Given instruction 1:
Answer these questions about the Ashes report:
(a) By what margin are England behind in the series?
(b) What was England's score when Ben Stokes came to the wicket?
(c) What position does Ben Stokes hold in the England side?

Source text:
And, yes, England have lost. Again. In the Ashes. 2-0 down. And history is now against them. But in the ashes of those Ashes, there is a faint ember of light, a sense that England might yet be capable of finding a Middle Way, a means of tempering their gung-ho approach to be smart and calculating to find a way to the tape ahead of the rest of the field.

Ben Stokes is the epitome of the Middle Way. The England captain was all caution and restraint when he came to the wicket after Australia had blown away the mainstream batters ahead of him to leave England 4-45 and their arses hanging out. Game over it seemed.

Cue Ben. Cue the whirring of one of the finest cricketing brains in the business. God, it was good. Even if you were an Aussie with chewed-down fingernails. Stokes is one of those rare sportsmen/women who make it worth getting out of bed for.

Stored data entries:
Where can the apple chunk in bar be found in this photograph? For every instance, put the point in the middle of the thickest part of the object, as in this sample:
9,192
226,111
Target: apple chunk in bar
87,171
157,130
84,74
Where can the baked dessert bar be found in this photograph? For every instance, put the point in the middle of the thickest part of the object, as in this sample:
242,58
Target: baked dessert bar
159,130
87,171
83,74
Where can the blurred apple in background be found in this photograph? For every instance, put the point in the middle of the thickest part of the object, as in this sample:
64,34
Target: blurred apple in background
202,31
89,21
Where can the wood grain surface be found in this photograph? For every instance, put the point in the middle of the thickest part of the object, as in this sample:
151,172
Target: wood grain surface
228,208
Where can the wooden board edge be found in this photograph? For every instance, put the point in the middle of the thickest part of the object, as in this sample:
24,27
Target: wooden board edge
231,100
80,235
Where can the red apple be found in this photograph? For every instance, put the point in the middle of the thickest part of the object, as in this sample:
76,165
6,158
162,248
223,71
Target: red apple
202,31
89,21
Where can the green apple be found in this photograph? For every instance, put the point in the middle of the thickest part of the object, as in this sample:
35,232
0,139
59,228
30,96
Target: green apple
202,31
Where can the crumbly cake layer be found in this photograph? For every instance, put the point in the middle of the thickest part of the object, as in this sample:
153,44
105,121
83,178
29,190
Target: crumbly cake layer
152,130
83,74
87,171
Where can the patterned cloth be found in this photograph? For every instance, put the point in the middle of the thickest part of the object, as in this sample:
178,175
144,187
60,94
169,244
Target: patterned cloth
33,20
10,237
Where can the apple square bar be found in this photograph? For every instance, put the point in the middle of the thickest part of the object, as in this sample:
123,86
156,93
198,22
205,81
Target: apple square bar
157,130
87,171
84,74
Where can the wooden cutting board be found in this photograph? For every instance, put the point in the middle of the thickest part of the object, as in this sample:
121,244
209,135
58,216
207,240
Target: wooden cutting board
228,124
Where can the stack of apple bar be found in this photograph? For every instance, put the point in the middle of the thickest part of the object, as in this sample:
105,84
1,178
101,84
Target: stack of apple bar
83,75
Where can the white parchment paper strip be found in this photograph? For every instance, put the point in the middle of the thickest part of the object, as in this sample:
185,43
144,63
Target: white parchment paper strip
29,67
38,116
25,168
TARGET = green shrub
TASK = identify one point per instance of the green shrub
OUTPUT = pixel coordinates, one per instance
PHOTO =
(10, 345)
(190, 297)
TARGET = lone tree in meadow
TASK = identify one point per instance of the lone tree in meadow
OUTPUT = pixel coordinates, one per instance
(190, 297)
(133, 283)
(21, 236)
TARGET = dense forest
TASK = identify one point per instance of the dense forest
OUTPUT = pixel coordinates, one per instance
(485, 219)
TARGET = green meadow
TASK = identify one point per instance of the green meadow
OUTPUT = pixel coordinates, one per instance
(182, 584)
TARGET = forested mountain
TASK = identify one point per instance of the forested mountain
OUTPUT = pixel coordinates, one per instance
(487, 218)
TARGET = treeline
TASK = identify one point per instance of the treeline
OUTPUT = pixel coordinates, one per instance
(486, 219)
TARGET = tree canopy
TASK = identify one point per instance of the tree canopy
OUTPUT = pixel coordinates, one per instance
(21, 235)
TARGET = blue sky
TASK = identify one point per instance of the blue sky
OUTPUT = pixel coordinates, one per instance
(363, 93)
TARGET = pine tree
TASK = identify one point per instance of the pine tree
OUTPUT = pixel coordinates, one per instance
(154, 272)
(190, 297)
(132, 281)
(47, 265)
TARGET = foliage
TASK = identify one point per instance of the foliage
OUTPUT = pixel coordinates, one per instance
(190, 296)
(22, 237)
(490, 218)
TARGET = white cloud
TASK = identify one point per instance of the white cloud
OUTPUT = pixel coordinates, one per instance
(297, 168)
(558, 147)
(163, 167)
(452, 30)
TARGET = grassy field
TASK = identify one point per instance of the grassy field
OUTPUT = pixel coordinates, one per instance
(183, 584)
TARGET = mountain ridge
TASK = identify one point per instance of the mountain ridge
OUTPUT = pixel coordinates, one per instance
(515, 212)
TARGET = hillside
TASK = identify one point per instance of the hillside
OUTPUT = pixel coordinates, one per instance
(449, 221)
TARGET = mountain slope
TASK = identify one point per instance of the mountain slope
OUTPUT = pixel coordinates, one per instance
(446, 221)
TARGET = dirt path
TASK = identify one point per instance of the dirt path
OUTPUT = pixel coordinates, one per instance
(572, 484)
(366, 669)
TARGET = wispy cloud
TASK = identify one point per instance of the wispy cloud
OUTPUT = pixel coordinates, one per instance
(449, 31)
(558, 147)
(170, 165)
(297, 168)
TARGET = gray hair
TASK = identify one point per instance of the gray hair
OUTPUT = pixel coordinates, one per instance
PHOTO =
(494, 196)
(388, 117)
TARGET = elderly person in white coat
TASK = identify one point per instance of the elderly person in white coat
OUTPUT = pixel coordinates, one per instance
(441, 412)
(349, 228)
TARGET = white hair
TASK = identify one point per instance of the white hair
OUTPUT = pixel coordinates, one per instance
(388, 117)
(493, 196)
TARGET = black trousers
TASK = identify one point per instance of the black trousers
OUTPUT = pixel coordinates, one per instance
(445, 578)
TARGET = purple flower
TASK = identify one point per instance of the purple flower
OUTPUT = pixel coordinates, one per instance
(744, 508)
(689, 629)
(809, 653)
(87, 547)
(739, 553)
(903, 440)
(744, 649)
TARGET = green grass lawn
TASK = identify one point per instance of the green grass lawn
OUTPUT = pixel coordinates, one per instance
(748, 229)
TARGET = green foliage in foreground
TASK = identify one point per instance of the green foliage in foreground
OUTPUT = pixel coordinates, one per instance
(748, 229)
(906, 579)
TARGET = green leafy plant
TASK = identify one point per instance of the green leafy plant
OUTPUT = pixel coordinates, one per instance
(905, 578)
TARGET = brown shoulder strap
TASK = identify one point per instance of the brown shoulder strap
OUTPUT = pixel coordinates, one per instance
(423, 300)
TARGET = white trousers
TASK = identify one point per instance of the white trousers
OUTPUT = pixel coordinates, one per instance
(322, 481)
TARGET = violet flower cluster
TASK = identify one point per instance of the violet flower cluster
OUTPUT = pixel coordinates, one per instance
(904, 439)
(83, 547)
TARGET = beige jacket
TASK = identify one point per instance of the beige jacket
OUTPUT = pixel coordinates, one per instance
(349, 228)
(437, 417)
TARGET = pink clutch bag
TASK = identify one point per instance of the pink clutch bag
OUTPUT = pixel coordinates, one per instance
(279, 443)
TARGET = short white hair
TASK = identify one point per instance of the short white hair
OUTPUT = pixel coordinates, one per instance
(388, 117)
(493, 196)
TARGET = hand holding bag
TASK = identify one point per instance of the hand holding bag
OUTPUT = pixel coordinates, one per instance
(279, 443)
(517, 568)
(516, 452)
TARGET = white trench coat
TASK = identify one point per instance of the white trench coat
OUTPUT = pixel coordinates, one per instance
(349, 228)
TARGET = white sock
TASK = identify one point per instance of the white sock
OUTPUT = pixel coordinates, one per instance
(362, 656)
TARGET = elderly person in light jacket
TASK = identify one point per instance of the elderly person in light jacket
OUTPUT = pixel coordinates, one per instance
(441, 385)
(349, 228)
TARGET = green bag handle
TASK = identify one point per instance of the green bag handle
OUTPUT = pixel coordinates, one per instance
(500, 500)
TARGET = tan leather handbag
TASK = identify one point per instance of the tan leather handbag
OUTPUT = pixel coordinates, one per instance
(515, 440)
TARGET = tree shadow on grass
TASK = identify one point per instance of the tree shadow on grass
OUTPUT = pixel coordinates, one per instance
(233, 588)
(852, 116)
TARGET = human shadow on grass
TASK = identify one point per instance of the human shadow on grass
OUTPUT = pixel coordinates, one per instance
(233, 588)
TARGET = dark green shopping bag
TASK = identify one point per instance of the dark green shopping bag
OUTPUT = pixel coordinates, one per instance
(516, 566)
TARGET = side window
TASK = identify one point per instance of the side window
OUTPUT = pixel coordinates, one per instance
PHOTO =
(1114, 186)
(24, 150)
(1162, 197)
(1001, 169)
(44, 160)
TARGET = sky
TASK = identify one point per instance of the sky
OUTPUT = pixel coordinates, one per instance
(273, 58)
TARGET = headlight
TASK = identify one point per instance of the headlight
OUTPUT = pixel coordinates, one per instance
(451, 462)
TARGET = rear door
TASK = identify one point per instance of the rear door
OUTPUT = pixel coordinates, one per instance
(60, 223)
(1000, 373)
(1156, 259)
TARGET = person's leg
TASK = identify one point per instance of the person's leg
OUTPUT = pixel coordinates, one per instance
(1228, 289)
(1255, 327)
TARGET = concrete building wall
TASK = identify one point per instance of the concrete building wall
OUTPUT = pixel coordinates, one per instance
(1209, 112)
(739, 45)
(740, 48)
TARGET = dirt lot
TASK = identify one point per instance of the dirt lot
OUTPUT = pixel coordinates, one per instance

Given instruction 2:
Reproduce the rows from the line with "TARGET = tan leather handbag" to the line with "(1255, 327)", including both of those lines, and change nothing.

Worked solution 1:
(a) 2-0
(b) 4-45
(c) England captain

Worked solution 2:
TARGET = tan leather handbag
TASK = identify one point per instance of the tan leather handbag
OUTPUT = pixel coordinates, one per instance
(515, 440)
TARGET = tree shadow on grass
TASK = identify one point per instance of the tree shadow on grass
OUTPUT = pixel coordinates, one per instance
(233, 588)
(852, 116)
TARGET = human shadow on grass
TASK = identify one point per instance of the human shadow on grass
OUTPUT = pixel coordinates, one per instance
(233, 588)
TARGET = dark green shopping bag
TASK = identify one point per instance of the dark green shopping bag
OUTPUT = pixel coordinates, one per instance
(516, 566)
TARGET = side window
TASK = identify one point per instance of the side window
OUTPUT = pixel coordinates, one per instance
PHOTO =
(1114, 186)
(24, 150)
(1162, 197)
(1001, 169)
(44, 160)
TARGET = sky
TASK = identify one point per instance of the sky
OUTPUT = pixel coordinates, one per instance
(273, 58)
TARGET = headlight
TASK = identify one point per instance of the headlight
OUTPUT = pixel coordinates, one per instance
(451, 462)
TARGET = rear door
TASK = identify one point per instance of the rear door
OUTPUT = pixel coordinates, one per instance
(60, 223)
(1000, 373)
(1156, 259)
TARGET = person's leg
TASK = identify one point per instance of the person's leg
OUTPUT = pixel coordinates, one per instance
(1228, 289)
(1255, 327)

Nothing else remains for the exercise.